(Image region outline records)

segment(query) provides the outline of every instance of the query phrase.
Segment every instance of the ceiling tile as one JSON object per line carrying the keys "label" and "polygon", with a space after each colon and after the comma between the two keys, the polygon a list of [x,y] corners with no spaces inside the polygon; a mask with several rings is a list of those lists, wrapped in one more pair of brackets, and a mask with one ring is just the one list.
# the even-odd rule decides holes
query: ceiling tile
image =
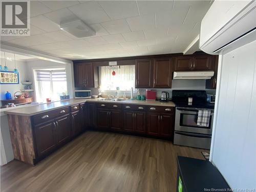
{"label": "ceiling tile", "polygon": [[127,41],[134,41],[145,39],[143,31],[125,33],[122,34]]}
{"label": "ceiling tile", "polygon": [[63,9],[79,4],[78,1],[41,1],[40,2],[52,10]]}
{"label": "ceiling tile", "polygon": [[49,39],[54,41],[65,41],[72,40],[70,37],[65,35],[65,32],[62,31],[44,33],[43,35],[46,37],[48,37]]}
{"label": "ceiling tile", "polygon": [[30,1],[30,16],[41,15],[52,11],[48,7],[41,3],[39,1]]}
{"label": "ceiling tile", "polygon": [[125,19],[118,19],[101,24],[110,34],[126,33],[131,31]]}
{"label": "ceiling tile", "polygon": [[89,37],[86,39],[92,46],[107,44],[108,41],[101,37]]}
{"label": "ceiling tile", "polygon": [[101,7],[96,1],[90,1],[69,8],[87,24],[97,24],[110,20]]}
{"label": "ceiling tile", "polygon": [[165,37],[166,36],[168,29],[151,29],[144,31],[145,38],[152,39],[156,37]]}
{"label": "ceiling tile", "polygon": [[138,1],[138,7],[141,15],[148,13],[172,11],[174,1]]}
{"label": "ceiling tile", "polygon": [[45,14],[44,15],[58,25],[78,19],[76,15],[67,8]]}
{"label": "ceiling tile", "polygon": [[127,22],[133,31],[155,29],[155,14],[141,15],[126,18]]}
{"label": "ceiling tile", "polygon": [[38,15],[30,18],[33,26],[47,32],[59,30],[58,25],[44,15]]}
{"label": "ceiling tile", "polygon": [[105,35],[103,36],[102,38],[110,43],[122,42],[125,41],[120,34]]}
{"label": "ceiling tile", "polygon": [[95,30],[96,36],[102,36],[109,34],[100,24],[92,24],[90,25],[90,27]]}
{"label": "ceiling tile", "polygon": [[137,40],[137,42],[139,46],[150,46],[156,45],[156,39],[149,39],[145,40]]}
{"label": "ceiling tile", "polygon": [[120,42],[120,45],[124,48],[130,48],[134,47],[138,47],[136,41],[128,41]]}
{"label": "ceiling tile", "polygon": [[98,2],[112,20],[139,15],[135,1],[101,1]]}

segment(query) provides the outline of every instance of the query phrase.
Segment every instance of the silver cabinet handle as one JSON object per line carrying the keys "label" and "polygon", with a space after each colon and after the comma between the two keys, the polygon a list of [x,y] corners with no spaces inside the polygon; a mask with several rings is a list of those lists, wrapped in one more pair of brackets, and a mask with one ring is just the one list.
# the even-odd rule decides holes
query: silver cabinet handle
{"label": "silver cabinet handle", "polygon": [[46,118],[48,118],[48,117],[49,117],[48,115],[44,115],[42,117],[41,117],[41,119],[46,119]]}

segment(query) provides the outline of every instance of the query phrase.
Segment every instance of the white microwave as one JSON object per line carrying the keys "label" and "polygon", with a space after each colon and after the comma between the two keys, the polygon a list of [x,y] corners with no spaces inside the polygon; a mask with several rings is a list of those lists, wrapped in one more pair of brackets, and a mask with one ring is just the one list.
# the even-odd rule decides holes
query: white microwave
{"label": "white microwave", "polygon": [[75,99],[84,99],[91,98],[91,90],[75,90]]}

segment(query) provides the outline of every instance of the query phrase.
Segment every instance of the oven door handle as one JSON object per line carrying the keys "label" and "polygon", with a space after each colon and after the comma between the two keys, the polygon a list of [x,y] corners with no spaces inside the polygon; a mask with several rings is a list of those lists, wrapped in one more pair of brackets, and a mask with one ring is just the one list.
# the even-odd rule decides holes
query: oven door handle
{"label": "oven door handle", "polygon": [[201,138],[211,138],[211,135],[204,135],[204,134],[197,134],[195,133],[185,133],[179,132],[175,132],[176,134],[179,134],[181,135],[184,135],[185,136],[188,137],[199,137]]}

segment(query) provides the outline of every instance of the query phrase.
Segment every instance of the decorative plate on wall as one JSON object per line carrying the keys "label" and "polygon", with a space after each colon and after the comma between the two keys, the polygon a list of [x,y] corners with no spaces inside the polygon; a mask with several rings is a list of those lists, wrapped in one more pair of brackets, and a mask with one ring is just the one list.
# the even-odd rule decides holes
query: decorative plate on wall
{"label": "decorative plate on wall", "polygon": [[0,71],[0,84],[19,84],[18,73],[13,71]]}

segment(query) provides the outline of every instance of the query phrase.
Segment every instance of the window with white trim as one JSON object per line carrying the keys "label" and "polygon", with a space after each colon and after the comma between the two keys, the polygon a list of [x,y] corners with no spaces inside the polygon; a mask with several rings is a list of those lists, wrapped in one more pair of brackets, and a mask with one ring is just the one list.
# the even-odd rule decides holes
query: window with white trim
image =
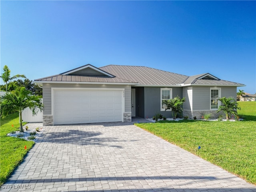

Written instruction.
From the entries above, pull out every line that contains the string "handle", and copy each such line unchanged.

Task output.
Segment every instance of the silver cabinet handle as one JSON object per line carrying the keys "label" and "polygon", with a space after each colon and after the comma between the two keys, the polygon a list of [x,y] corners with no spaces inside the polygon; a mask with several rings is a list of those lists, wrapped in one more pair of brackets, and a mask with one ring is just the one list.
query: silver cabinet handle
{"label": "silver cabinet handle", "polygon": [[46,118],[48,118],[48,117],[49,117],[48,115],[44,115],[42,117],[41,117],[41,119],[46,119]]}
Segment every instance of the oven door handle as one JSON object per line carrying the keys "label" and "polygon", with a space after each colon and after the comma between the two keys, the polygon a list of [x,y] corners with no spaces inside the polygon; a mask with several rings is a list of those lists, wrapped in one more pair of brackets, and a mask with one ring is just the one list.
query: oven door handle
{"label": "oven door handle", "polygon": [[201,138],[211,138],[211,135],[204,135],[204,134],[197,134],[195,133],[185,133],[179,132],[175,132],[176,134],[179,134],[181,135],[184,135],[185,136],[188,137],[199,137]]}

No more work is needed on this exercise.